ABOUT THIS EXERCISE: Retype every record that follows, character for character.

Dataset entries
☆ ☆ ☆

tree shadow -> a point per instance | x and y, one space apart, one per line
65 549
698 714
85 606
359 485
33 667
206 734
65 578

☆ ☆ ☆

SOLUTION:
tree shadow -> a point per instance | x and y, one space apart, one per line
65 549
698 714
85 606
359 485
33 667
206 734
65 578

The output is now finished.